#### [TEXT]
---+---

Nowadays we develop applications that depend a lot on AJAX requests, in some cases close to 100% of the pages. Sometimes we notice that when a Web page sends two or more AJAX requests, PHP takes too much time to respond and then the responses are returned almost at the same time.

Chances are that the problem may be caused by the way you handle PHP sessions. Read this article to understand this problem and what you can do to avoid it.




Contents

What is a PHP Session?

What is AJAX?

The Problem

The Cause

The Solution

Conclusion


PHP and AJAXWhat is a PHP Session?

To understand the problem it is necessary to understand what are PHP Sessions, AJAX and how they interfere.

Imagine you are developing a Web application and want to recognize the user. You want remember who he is in all the pages without making him login every time. In this case you may use cookies or sessions.

As you may have realized by now, sessions are a way of storing users' information in a way that can retrieve the user information from any page. Unlike cookies, session information is stored on the server, so the users have no way of changing it directly.

By default, sessions last until the user closes the browser or after the user remains inactive for a timeout period defined in the PHP configuration.

Whenever you want to store or retrieve user data in PHP page, you must start the page with calling session_start() function,  so you will have access to session data using the $_SESSION variable.

What is AJAX?

---+---

#### [WRITTEN TASK A]
Answer these questions using the article on PHP sessions and AJAX:
(i) Unlike cookie data, where is session information kept?
(ii) Which function must start a PHP page before it can store or retrieve session data?
(iii) By default, how long do sessions last?

---+---

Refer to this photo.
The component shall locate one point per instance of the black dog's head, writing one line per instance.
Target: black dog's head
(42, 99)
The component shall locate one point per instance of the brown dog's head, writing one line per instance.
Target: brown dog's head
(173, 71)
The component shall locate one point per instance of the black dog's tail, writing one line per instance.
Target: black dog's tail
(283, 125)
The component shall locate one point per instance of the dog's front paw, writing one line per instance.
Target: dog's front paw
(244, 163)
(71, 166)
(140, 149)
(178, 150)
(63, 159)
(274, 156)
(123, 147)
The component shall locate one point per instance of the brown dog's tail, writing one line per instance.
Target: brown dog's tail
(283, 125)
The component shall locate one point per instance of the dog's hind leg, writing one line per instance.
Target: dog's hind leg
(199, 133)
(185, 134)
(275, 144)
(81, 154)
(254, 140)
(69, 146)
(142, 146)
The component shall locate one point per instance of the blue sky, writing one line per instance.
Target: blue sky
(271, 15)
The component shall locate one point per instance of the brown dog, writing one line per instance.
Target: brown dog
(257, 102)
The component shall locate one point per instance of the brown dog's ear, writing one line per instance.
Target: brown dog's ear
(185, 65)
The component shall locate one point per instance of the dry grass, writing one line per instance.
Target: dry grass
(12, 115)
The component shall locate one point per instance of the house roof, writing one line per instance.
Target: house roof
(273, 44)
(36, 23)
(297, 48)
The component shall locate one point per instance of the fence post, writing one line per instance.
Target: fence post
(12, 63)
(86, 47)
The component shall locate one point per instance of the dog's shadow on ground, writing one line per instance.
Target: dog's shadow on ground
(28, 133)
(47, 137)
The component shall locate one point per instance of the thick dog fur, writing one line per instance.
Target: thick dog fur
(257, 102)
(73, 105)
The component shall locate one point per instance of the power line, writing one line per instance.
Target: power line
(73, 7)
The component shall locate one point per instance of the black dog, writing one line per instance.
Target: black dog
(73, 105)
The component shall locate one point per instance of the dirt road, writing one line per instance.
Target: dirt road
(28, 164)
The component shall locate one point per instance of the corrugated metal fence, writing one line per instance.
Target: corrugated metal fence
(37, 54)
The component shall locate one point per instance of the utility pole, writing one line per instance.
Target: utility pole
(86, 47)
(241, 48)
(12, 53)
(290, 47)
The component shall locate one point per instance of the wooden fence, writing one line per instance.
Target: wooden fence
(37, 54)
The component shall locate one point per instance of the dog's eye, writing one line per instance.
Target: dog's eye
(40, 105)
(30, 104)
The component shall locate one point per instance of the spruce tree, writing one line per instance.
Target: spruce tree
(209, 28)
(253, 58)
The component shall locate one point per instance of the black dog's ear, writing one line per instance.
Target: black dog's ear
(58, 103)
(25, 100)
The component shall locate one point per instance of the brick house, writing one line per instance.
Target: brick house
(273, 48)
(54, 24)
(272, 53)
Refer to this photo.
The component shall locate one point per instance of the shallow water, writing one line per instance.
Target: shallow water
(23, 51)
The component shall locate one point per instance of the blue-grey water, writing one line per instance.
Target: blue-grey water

---+---

#### [WRITTEN TASK B]
Gather every line of the records above that contains the word "roof", and copy each one.

#### [ANSWER A]
(i) On the server.
(ii) session_start().
(iii) Until the user closes the browser, or until the user has been inactive for a timeout period set in the PHP configuration.

#### [ANSWER B]
The component shall locate one point per instance of the house roof, writing one line per instance.
Target: house roof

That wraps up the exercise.